Required work:
Repeat the following entries exactly, excluding pictures.

Records for this exercise:
########

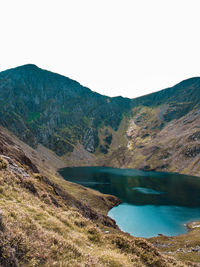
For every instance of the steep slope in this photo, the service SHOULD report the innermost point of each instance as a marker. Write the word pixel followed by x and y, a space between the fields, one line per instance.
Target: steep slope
pixel 163 132
pixel 158 131
pixel 43 107
pixel 43 223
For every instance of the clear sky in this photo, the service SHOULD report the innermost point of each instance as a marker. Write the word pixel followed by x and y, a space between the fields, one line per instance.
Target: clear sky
pixel 114 47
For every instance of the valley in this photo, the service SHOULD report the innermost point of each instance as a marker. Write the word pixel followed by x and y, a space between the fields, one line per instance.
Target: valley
pixel 49 122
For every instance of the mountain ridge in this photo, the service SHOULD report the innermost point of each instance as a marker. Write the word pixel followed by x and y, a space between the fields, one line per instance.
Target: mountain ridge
pixel 43 107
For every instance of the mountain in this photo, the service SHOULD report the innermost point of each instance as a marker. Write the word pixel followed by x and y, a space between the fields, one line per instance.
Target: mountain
pixel 47 221
pixel 43 107
pixel 158 131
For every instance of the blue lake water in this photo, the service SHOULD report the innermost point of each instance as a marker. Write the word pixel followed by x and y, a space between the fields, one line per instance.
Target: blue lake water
pixel 152 202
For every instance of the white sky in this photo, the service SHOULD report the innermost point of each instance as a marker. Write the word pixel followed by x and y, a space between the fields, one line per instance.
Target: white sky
pixel 114 47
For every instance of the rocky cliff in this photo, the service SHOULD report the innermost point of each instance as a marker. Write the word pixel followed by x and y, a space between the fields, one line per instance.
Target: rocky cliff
pixel 158 131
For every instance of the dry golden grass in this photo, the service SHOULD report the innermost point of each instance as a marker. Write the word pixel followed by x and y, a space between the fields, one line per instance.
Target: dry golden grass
pixel 42 226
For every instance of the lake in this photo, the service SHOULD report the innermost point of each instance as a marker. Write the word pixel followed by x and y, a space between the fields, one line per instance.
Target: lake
pixel 152 202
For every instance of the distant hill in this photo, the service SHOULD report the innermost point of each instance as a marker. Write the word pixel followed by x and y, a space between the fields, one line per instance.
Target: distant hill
pixel 158 131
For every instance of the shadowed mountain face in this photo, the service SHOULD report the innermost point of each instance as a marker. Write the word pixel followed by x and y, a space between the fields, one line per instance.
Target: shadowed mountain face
pixel 43 107
pixel 158 131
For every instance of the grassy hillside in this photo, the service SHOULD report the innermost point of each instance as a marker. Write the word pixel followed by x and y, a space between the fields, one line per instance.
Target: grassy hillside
pixel 159 131
pixel 47 221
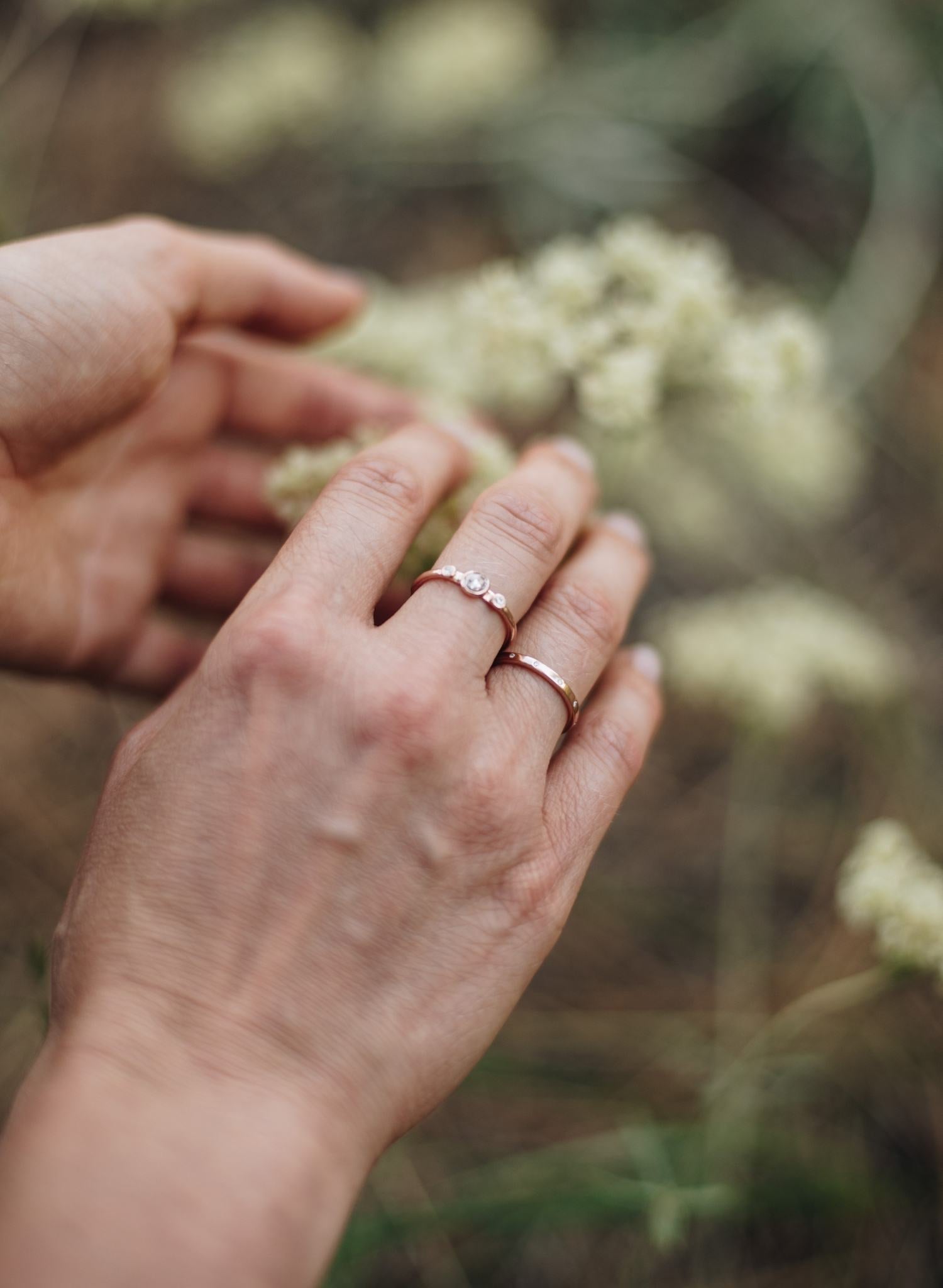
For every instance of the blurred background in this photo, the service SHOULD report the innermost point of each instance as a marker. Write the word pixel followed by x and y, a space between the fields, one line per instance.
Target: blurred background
pixel 644 1118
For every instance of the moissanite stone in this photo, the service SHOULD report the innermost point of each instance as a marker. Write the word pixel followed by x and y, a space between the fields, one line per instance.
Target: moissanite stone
pixel 475 584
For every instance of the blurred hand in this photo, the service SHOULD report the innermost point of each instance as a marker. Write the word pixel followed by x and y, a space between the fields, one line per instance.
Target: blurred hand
pixel 321 876
pixel 113 394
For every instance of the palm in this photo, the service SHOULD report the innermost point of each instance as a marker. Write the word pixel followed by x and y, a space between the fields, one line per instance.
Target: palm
pixel 113 443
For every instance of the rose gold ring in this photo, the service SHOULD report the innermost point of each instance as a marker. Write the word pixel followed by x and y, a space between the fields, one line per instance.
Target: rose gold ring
pixel 477 586
pixel 553 679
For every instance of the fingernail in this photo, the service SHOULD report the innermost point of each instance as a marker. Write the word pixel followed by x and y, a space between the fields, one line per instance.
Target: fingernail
pixel 629 527
pixel 575 452
pixel 647 661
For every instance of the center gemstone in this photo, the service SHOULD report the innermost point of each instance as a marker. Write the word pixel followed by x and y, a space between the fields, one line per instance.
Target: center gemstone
pixel 475 584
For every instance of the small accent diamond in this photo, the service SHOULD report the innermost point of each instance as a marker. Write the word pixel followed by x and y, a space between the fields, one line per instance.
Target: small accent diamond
pixel 475 584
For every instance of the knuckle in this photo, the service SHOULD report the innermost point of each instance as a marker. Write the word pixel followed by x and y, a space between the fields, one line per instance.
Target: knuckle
pixel 405 716
pixel 273 643
pixel 525 521
pixel 529 894
pixel 619 748
pixel 379 484
pixel 588 611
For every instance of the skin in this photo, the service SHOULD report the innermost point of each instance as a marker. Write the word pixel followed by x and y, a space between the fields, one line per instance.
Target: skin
pixel 325 869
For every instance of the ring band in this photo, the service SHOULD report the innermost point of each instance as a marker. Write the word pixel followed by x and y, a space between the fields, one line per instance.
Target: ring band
pixel 551 677
pixel 477 586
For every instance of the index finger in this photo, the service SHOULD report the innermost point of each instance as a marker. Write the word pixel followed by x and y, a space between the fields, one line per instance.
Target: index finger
pixel 240 281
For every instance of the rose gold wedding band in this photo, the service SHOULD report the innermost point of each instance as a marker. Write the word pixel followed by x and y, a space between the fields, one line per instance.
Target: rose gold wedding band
pixel 551 677
pixel 477 586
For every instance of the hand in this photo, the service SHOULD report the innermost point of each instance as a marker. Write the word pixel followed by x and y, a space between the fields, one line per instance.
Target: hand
pixel 111 394
pixel 324 871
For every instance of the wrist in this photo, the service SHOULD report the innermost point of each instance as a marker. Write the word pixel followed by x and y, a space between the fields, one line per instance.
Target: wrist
pixel 175 1177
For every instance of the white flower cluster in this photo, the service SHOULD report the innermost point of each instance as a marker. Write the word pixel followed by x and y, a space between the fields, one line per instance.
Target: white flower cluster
pixel 294 72
pixel 282 75
pixel 674 370
pixel 299 477
pixel 891 887
pixel 448 65
pixel 771 655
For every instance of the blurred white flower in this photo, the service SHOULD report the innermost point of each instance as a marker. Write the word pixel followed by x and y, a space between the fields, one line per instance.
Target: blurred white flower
pixel 284 74
pixel 299 477
pixel 649 339
pixel 772 356
pixel 621 391
pixel 891 887
pixel 771 655
pixel 446 65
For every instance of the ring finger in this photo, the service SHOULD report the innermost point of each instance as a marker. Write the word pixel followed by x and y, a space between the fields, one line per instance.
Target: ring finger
pixel 516 535
pixel 575 628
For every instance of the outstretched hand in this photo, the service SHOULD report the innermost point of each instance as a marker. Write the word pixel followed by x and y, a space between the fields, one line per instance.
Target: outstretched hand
pixel 125 351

########

Solution below:
For every instance of the steep slope in this photo, the service SHOULD report the innermost point of each instance as a marker. Write the word pixel followed by x and y, a space between the fields, one line per instance.
Target: steep slope
pixel 163 132
pixel 158 131
pixel 43 107
pixel 43 223
For every instance of the clear sky in this photo, the service SHOULD report the innermost point of each instance as a marker. Write the word pixel followed by x and y, a space between the fields, one line per instance.
Target: clear sky
pixel 114 47
For every instance of the valley in this photo, the service SHOULD report the innermost point of each instance as a marker. Write the word pixel followed by x and y, a space between the fields, one line per instance.
Target: valley
pixel 49 122
For every instance of the mountain ridge in this photo, the service SHOULD report the innermost point of each instance as a marker. Write the word pixel followed by x and y, a space between the fields, one line per instance.
Target: mountain ridge
pixel 43 107
For every instance of the mountain in this photo, the service SHOULD report the innermost point of each instance as a marker. Write the word pixel followed by x and y, a space between the fields, one line per instance.
Target: mountain
pixel 47 221
pixel 43 107
pixel 158 131
For every instance of the blue lake water in this photo, the service SHOULD report the innermost point of each instance as a marker. Write the word pixel followed by x and y, a space between the fields, one line per instance.
Target: blue lake water
pixel 152 202
For every instance of the white sky in this photo, the service SHOULD report the innermost point of each instance as a marker. Write the word pixel followed by x and y, a space between the fields, one line per instance.
Target: white sky
pixel 114 47
For every instance of the rocky cliff in this photo, the service SHOULD report the innermost point of each instance as a marker. Write the word pixel followed by x and y, a space between the fields, one line per instance.
Target: rocky cliff
pixel 158 131
For every instance of the dry golden grass in this photo, the service SHOULD report the innermost point of each instance as a marker. Write the word pixel followed by x and y, a space between the fields, one line per instance.
Target: dry golden grass
pixel 42 226
For every instance of the lake in this photo, the service SHOULD report the innermost point of each instance as a marker. Write the word pixel followed by x and y, a space between the fields, one line per instance.
Target: lake
pixel 152 202
For every instance of the distant hill in this photo, the service SHOULD report the innermost point of each instance as a marker. Write the word pixel followed by x and y, a space between the fields, one line per instance.
Target: distant hill
pixel 158 131
For every instance of the shadowed mountain face in this photo, the service SHOULD report the innermost point of each instance as a marker. Write the word pixel followed by x and y, a space between the fields, one line per instance.
Target: shadowed mountain face
pixel 43 107
pixel 158 131
For every instance of the grassy hillside in this photo, the service SHOULD report the innermost point of each instance as a marker. Write the word pixel followed by x and y, a space between the fields, one line per instance.
Target: grassy hillside
pixel 159 131
pixel 47 221
For every instance of the blurred background in this photo, the service SHOULD report the innermost point of each instance as a marker. Write the word pixel followed by x and y, a space between the fields, one line per instance.
Target: blurred background
pixel 644 1118
For every instance of the moissanite stone in this photo, the service SHOULD report the innermost point of each instance as a marker. Write the word pixel followed by x and y, a space between the fields, one line per instance.
Target: moissanite stone
pixel 475 584
For every instance of the blurred hand in this photo, the service SHOULD report the innermost point of each instance as a marker. Write the word pixel followed by x and y, a space between the fields, one line per instance.
Target: blurred hand
pixel 321 876
pixel 113 394
For every instance of the palm in this photo, the service SHOULD report the innermost point of each instance as a marker. Write the word pixel followed by x and y, a space between the fields, one line per instance.
Target: palm
pixel 113 443
For every instance of the rose gold ring in this photo, the service SHOULD report the innermost point of each instance as a marker. Write the word pixel followed by x and y, a space between the fields, one line per instance.
Target: rose gold ring
pixel 477 586
pixel 553 679
For every instance of the fingernail in this photo, the service SHOULD report the innermost point of each instance as a marker. Write the word pixel followed by x and y, a space between the fields, one line per instance.
Target: fingernail
pixel 629 527
pixel 575 452
pixel 647 661
For every instance of the center gemstone in this photo, the service SHOULD report the innermost point of each instance as a marker. Write the word pixel followed by x and y, a space between the fields, one line per instance.
Target: center gemstone
pixel 475 584
For every instance of the small accent diamond in this photo, the service SHOULD report the innermost point of each instance as a marker. Write the word pixel followed by x and y, a space between the fields, one line per instance.
Target: small accent diamond
pixel 475 584
For every instance of the knuckle in this photo, the service SHOULD report the innermost point of each instance as a marker. Write the word pixel followed by x and y, a space between the fields, one line per instance.
Target: knuckle
pixel 405 716
pixel 273 643
pixel 525 521
pixel 529 894
pixel 619 748
pixel 379 484
pixel 588 611
For every instance of the skin in this photo, the service SHOULD report the innermost point of each instance as a marker. Write the word pixel followed by x and y, a space between the fields, one line per instance.
Target: skin
pixel 325 869
For every instance of the ring band in this photo, the service SHOULD report the innermost point of each instance as a marker. Write the word pixel followed by x and y, a space between the fields, one line per instance.
Target: ring band
pixel 551 677
pixel 477 586
For every instance of the index finger in this photo, the service SHOULD report the innermost point of each instance as a marker. Write the word pixel followed by x and y, a space between the fields, one line per instance.
Target: index finger
pixel 240 281
For every instance of the rose gold wedding band in this photo, the service SHOULD report the innermost point of each instance as a marker. Write the word pixel followed by x and y, a space between the fields, one line per instance.
Target: rose gold wedding band
pixel 551 677
pixel 477 586
For every instance of the hand in this photo, the service SHOULD report the innermost point of each instance as a marker. Write the word pixel followed by x and y, a space between the fields, one line per instance.
Target: hand
pixel 111 394
pixel 324 871
For every instance of the wrist in this photo, the service SHOULD report the innermost point of each instance as a marker. Write the word pixel followed by x and y, a space between the fields, one line per instance.
Target: wrist
pixel 175 1177
For every instance of the white flower cluster in this photo, the service SHOULD report the innermost point of each instance as a marker. Write the word pixel followed by x and y, a space between the fields, one line per instance.
Target: white flower cluster
pixel 294 72
pixel 282 75
pixel 674 370
pixel 299 477
pixel 891 887
pixel 448 65
pixel 771 655
For every instance of the blurred white flower in this photo, the service SHOULD report the innermost point of each instance as a marker. Write the word pixel followed by x and y, a space between the fields, one line per instance.
Target: blurred white flower
pixel 284 74
pixel 299 477
pixel 649 339
pixel 772 356
pixel 621 391
pixel 891 887
pixel 771 655
pixel 446 65
For every instance of the ring finger in this photo, the service SHOULD report the innermost point of each instance as a marker. Write the word pixel followed by x and y, a space between the fields, one line per instance.
Target: ring finger
pixel 516 535
pixel 575 628
For every instance of the outstretched hand in this photo, the service SHOULD report the innermost point of each instance as a marker. Write the word pixel followed by x and y, a space between the fields, one line per instance.
Target: outstretched hand
pixel 125 351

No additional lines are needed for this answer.